Start DATA SUPPLIED

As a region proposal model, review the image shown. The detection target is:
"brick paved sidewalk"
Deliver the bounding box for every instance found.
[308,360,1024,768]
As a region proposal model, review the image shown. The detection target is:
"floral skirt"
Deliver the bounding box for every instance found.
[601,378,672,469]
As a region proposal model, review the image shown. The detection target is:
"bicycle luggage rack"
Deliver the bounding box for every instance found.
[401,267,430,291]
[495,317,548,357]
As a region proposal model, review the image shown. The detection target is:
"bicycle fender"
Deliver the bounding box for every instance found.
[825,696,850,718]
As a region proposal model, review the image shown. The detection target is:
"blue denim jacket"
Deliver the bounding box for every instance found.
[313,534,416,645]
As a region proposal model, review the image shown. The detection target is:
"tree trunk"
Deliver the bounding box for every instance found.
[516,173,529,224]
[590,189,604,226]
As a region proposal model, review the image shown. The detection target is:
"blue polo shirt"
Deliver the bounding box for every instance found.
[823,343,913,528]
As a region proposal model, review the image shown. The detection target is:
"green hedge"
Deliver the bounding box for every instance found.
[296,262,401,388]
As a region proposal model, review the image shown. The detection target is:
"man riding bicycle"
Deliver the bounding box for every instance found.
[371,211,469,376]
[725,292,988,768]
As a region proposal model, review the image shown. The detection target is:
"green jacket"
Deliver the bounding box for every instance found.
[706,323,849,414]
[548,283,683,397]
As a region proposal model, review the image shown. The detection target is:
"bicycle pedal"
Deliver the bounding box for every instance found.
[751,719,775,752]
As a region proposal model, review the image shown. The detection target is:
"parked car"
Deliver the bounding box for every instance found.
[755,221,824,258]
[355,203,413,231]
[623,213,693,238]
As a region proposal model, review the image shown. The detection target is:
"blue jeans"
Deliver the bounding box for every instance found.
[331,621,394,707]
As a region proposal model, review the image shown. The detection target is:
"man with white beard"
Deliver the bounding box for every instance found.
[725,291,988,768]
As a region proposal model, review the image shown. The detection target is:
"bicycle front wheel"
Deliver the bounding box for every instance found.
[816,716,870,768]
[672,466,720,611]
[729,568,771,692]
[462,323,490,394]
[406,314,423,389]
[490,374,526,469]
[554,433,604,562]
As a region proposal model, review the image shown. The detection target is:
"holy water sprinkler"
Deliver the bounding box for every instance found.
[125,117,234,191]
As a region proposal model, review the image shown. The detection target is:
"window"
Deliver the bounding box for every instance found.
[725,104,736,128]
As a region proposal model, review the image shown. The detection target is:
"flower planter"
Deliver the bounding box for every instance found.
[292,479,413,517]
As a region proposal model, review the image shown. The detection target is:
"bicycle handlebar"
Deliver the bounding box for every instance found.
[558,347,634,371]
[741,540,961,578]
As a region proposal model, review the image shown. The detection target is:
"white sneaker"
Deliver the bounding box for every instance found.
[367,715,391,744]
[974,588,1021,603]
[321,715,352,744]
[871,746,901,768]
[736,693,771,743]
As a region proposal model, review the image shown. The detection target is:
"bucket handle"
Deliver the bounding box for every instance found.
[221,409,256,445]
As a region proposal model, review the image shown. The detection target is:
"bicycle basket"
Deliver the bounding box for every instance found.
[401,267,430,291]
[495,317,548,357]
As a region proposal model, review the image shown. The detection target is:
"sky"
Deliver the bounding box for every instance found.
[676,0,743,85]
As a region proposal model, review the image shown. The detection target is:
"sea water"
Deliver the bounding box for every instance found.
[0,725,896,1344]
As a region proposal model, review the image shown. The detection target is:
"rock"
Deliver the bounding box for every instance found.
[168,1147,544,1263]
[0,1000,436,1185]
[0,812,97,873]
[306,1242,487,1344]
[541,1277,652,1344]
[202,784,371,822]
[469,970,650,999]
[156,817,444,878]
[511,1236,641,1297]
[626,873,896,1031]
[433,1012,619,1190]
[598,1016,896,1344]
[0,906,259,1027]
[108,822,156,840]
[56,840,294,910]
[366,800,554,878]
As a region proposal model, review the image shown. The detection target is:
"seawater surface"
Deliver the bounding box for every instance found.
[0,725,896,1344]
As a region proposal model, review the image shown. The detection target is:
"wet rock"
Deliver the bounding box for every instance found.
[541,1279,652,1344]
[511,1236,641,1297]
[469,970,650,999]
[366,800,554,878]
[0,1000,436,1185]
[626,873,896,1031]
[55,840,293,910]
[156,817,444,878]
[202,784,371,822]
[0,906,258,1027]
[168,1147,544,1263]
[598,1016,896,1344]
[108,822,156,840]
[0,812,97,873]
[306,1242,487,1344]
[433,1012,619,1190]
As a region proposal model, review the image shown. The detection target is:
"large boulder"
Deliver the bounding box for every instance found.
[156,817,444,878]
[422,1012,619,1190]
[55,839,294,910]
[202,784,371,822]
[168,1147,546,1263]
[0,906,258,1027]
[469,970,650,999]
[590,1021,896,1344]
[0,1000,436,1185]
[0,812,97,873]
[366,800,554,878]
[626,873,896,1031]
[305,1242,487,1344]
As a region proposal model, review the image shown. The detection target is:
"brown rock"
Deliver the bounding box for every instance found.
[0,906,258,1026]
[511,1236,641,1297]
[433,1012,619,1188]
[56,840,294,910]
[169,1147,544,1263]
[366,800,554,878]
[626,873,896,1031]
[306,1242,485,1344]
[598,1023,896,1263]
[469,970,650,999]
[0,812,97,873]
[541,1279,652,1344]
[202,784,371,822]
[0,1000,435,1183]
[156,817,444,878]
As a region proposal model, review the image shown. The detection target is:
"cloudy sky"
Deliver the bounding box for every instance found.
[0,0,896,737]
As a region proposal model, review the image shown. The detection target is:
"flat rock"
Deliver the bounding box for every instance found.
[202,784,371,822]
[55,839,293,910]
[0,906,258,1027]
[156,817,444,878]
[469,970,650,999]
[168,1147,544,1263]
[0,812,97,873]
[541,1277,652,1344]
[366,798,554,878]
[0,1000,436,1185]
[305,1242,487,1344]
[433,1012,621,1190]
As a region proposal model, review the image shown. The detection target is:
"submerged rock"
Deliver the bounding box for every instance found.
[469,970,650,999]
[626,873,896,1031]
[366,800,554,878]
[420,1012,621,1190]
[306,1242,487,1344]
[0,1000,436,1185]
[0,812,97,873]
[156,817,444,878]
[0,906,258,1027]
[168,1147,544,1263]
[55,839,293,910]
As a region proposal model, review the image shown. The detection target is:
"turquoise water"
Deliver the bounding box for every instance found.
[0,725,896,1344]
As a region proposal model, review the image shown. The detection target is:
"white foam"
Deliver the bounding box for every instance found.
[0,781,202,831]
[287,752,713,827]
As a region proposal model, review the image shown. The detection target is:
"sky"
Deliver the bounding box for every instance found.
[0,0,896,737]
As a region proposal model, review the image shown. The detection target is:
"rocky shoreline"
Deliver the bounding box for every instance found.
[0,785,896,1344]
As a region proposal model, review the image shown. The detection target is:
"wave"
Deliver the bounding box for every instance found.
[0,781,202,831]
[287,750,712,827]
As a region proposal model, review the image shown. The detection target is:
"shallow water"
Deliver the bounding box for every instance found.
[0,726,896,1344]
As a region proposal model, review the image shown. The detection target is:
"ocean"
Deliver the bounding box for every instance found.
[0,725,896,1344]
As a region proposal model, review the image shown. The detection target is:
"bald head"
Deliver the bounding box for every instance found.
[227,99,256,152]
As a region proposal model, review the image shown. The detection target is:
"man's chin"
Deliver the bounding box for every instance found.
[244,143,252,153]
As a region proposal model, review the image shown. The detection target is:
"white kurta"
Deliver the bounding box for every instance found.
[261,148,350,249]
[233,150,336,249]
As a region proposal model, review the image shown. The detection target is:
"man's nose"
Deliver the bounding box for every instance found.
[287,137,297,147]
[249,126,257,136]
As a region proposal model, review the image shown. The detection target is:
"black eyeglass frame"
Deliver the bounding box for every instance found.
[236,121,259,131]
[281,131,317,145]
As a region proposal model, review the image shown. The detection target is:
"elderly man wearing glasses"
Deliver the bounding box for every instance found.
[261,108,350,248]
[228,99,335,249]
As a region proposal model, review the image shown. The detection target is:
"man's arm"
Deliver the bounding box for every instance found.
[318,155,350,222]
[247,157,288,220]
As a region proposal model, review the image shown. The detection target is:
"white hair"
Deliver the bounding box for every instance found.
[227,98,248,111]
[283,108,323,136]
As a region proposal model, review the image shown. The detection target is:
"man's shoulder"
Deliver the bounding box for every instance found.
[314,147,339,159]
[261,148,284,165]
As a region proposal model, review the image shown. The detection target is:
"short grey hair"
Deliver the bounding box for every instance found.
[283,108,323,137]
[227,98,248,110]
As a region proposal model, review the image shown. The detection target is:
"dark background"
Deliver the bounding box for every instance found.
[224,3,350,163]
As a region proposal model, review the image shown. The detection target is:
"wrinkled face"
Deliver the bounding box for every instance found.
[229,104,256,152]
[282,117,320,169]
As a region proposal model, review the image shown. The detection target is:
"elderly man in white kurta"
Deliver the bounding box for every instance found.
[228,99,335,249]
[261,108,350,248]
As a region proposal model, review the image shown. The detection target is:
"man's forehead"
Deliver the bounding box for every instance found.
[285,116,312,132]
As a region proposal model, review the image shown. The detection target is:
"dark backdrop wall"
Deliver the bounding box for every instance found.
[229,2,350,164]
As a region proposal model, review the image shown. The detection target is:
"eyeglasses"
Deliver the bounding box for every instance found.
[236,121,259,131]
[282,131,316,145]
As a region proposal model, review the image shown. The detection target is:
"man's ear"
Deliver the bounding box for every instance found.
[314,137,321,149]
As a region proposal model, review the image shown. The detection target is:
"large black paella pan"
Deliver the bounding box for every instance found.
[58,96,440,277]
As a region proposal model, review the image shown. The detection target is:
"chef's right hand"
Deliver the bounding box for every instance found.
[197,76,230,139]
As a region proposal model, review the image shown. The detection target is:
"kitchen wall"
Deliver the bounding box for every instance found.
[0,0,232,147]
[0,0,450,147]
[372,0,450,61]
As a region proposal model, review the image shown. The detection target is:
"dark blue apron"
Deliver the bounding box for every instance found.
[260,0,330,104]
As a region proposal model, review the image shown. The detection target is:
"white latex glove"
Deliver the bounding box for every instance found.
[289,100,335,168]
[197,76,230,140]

End DATA SUPPLIED

Repeat the records word for word, from the start through the line containing "[313,534,416,645]".

◆ SOLVED EXERCISE
As a region proposal model, review the image shown. The detection target is:
"brick paved sidewalk"
Deliver the bounding box for every instance found.
[308,360,1024,768]
As a region proposal model, review the image shown. The detection target is:
"floral skirt"
Deliver the bounding box for every instance found.
[601,378,672,469]
As a region proposal model, review the image shown. The detection target is:
"bicycle luggage rack"
Deliver the bounding box for every instance found.
[401,267,430,291]
[495,317,548,357]
As a region proposal model, review the image shown. The detection target is:
"bicycle fender"
Deliver the bounding box for every instance found.
[825,696,850,718]
As a region proposal model, review the image shown. The detection target is:
"blue denim jacket"
Deliver the bounding box for every instance found.
[313,534,416,645]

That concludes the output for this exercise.